— START OF Document segment —

[banner]

Summary and Analysis of Extension Program Evaluation in R

Salvatore S. Mangiafico

Repeated Measures ANOVA

When an experimental design takes measurements on the same experimental unit over time, the analysis of the data must take into account the probability that measurements for a given experimental unit will be correlated in some way.  For example, if we were measuring calorie intake for students, we would expect that if one student had a higher intake at Time 1, that that student would have a higher intake others at Time 2, and so on.

 

In previous chapters, our approach to deal with non-independent observations was to treat Student as a blocking variable or as a random (blocking) variable.

 

The approach in this chapter is to include an autocorrelation structure in the model using the nmle package.

 

Packages used in this chapter

 

The packages used in this chapter include:

•  psych

•  nlme

•  car

•  multcompView

•  lsmeans

•  ggplot2

•  rcompanion

 

The following commands will install these packages if they are not already installed:


if(!require(psych)){install.packages("psych")}
if(!require(nlme)){install.packages("nlme")}
if(!require(car)){install.packages("car")}
if(!require(multcompView)){install.packages("multcompView")}
if(!require(lsmeans)){install.packages("lsmeans")}
if(!require(ggplot2)){install.packages("ggplot2")}
if(!require(rcompanion)){install.packages("rcompanion")}


Repeated measures ANOVA example

 

In this example, students were asked to document their daily caloric intake once a month for six months.  Students were divided into three groups with each receiving instruction in nutrition education using one of three curricula.

 

There are different ways we might approach this problem.  If we simply wanted to see if one curriculum was better at decreasing caloric intake in students, we might do a simple analysis of variance on the difference between each student’s final and initial intake.

 

In the approach here we will use a repeated measures analysis with all the measurements, treating Student as a random variable to take into account native differences among students, and including an autocorrelation structure.


Input = ("

— END OF Document segment —
— START OF Records shown —

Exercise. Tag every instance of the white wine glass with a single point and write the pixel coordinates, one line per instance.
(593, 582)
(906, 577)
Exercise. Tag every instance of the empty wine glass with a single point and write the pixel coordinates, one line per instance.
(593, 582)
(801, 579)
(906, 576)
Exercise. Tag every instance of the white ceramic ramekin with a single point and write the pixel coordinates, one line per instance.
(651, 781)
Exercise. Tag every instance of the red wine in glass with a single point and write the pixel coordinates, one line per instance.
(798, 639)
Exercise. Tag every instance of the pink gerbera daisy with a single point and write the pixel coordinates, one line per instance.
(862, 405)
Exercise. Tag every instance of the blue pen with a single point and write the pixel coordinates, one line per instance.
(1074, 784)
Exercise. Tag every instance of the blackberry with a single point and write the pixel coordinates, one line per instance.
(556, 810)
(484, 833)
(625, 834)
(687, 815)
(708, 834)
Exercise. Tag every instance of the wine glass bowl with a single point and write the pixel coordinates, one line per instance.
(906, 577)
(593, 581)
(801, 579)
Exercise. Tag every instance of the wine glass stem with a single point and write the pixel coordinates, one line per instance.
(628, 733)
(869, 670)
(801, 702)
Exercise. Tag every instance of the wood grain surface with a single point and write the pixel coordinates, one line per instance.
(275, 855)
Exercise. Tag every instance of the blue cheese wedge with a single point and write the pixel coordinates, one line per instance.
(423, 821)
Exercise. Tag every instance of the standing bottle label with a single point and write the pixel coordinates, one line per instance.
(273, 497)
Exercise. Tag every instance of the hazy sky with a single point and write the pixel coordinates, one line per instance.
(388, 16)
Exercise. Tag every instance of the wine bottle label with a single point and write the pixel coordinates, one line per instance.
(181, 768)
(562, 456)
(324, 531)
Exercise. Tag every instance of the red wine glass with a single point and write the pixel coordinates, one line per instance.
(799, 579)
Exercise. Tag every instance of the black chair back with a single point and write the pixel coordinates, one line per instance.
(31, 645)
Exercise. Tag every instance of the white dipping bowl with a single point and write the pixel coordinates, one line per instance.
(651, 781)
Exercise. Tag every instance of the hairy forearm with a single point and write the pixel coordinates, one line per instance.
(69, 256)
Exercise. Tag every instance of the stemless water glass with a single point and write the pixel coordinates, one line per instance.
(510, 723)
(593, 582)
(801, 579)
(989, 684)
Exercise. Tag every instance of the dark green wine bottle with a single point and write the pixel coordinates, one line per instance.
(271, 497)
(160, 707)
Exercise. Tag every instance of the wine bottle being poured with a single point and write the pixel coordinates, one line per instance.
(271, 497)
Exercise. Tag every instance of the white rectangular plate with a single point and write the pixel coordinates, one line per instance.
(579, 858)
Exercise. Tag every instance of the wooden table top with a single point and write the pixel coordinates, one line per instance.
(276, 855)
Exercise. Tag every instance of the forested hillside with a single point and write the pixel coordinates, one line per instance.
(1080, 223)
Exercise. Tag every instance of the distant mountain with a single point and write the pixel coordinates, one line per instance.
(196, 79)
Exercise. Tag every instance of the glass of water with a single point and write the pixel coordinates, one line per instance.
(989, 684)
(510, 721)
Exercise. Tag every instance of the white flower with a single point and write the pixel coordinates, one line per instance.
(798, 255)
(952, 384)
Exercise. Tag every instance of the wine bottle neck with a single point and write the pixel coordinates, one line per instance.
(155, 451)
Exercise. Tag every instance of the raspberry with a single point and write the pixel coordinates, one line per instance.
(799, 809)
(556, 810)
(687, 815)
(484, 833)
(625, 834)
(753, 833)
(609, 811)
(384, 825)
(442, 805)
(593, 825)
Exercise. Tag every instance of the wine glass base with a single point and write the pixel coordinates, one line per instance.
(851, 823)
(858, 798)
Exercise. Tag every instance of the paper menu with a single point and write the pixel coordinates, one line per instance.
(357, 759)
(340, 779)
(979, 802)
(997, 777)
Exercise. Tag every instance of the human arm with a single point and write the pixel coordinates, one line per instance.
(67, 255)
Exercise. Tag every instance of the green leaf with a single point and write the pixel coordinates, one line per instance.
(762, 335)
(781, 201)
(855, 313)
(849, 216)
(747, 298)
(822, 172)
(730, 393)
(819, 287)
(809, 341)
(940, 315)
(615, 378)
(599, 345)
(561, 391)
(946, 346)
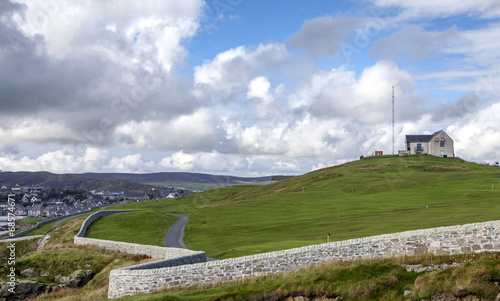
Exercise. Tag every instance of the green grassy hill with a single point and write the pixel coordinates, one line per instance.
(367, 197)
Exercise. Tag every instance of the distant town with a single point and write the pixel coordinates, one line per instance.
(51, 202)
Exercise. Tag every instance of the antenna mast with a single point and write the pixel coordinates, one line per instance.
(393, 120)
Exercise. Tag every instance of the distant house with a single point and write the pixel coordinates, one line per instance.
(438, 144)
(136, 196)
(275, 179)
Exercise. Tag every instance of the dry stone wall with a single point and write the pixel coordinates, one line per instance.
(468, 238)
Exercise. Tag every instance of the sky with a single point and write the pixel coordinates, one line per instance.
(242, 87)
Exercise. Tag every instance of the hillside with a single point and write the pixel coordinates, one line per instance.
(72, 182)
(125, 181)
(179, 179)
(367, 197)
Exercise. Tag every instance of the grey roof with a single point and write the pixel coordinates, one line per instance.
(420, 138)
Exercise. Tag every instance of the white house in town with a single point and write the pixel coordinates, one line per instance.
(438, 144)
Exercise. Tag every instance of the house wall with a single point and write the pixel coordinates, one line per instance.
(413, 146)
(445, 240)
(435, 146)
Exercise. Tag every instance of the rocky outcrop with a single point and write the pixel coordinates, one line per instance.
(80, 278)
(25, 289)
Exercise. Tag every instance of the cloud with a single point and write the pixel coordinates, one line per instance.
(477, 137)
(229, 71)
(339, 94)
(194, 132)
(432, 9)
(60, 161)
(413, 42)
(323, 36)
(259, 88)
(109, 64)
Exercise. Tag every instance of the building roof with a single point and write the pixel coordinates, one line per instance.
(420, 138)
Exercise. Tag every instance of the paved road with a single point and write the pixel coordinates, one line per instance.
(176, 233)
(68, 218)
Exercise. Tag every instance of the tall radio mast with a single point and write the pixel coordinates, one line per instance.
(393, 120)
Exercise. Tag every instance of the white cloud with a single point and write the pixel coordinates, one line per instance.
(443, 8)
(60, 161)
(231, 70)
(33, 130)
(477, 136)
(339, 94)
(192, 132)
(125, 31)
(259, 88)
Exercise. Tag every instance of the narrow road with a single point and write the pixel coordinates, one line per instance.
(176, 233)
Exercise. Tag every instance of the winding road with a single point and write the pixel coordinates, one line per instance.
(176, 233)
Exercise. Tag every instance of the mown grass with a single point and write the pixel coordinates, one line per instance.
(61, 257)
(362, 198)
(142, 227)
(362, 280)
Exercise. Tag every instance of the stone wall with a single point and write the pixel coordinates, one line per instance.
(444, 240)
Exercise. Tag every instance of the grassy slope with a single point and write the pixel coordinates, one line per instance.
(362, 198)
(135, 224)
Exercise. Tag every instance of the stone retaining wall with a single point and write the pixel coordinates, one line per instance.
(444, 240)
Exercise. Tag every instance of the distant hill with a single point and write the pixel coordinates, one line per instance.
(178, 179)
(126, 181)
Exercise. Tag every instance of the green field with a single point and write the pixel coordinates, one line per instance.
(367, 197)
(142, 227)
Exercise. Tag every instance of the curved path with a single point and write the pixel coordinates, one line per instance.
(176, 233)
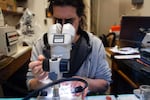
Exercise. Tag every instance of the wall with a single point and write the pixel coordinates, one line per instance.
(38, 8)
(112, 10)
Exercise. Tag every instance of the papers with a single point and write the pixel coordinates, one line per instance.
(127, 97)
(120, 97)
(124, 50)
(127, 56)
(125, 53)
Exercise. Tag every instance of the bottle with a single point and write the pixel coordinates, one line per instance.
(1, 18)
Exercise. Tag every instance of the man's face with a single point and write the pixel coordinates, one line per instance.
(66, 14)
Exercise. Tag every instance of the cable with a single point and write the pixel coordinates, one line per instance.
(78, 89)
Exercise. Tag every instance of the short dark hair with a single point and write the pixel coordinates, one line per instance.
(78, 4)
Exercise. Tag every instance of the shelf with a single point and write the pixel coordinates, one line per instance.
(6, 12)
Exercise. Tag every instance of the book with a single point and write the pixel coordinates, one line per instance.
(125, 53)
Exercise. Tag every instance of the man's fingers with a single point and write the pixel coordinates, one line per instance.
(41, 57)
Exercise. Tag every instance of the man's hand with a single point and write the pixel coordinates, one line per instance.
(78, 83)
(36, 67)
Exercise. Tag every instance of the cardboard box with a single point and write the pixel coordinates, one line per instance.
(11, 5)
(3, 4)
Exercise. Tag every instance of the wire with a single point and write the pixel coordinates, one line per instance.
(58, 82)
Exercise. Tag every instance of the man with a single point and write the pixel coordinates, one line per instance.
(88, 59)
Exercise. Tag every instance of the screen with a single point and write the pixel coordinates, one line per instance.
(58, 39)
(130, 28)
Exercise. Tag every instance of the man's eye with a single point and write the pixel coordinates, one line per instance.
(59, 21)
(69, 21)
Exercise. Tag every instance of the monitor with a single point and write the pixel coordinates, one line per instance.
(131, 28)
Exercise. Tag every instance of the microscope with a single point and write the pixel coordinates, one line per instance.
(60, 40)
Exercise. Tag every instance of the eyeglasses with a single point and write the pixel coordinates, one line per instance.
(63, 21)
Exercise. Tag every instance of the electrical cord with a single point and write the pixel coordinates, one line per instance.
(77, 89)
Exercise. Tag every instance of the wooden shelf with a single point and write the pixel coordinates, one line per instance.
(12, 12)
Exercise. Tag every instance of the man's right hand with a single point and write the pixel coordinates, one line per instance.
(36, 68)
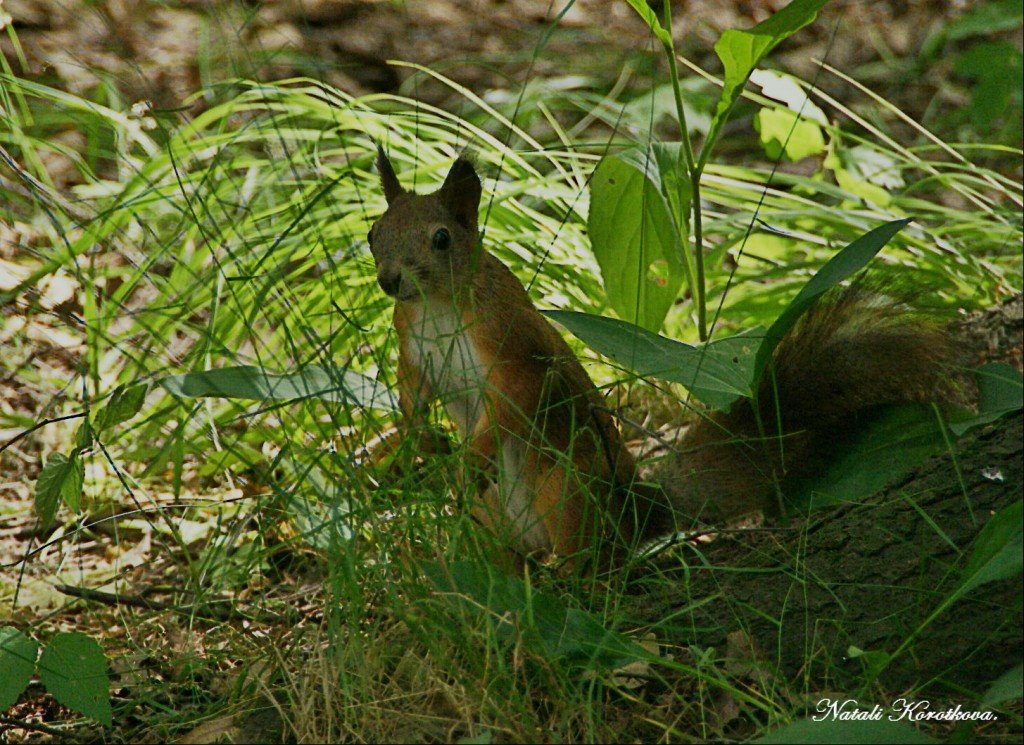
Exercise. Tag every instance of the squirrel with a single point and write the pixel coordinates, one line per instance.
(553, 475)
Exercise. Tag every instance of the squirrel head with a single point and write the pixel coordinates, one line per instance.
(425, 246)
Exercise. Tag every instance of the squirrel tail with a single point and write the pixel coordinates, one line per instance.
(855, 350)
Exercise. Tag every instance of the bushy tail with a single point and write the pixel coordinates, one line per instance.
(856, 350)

— END OF Records shown —

### Problems to solve
[1] Write out the part of the repeated measures ANOVA page that runs from "In this example, students" to "and initial intake.".
[2] Answer these questions from the repeated measures ANOVA page.
(a) In previous chapters, how was Student treated to deal with non-independent observations?
(b) How often, and over what span of time, did students document their daily caloric intake in the example?
(c) Into how many groups were the students divided?

### Solved tasks
[1]
In this example, students were asked to document their daily caloric intake once a month for six months.  Students were divided into three groups with each receiving instruction in nutrition education using one of three curricula.

 

There are different ways we might approach this problem.  If we simply wanted to see if one curriculum was better at decreasing caloric intake in students, we might do a simple analysis of variance on the difference between each student’s final and initial intake.

[2]
(a) As a blocking variable or as a random (blocking) variable.
(b) Once a month for six months.
(c) Three groups.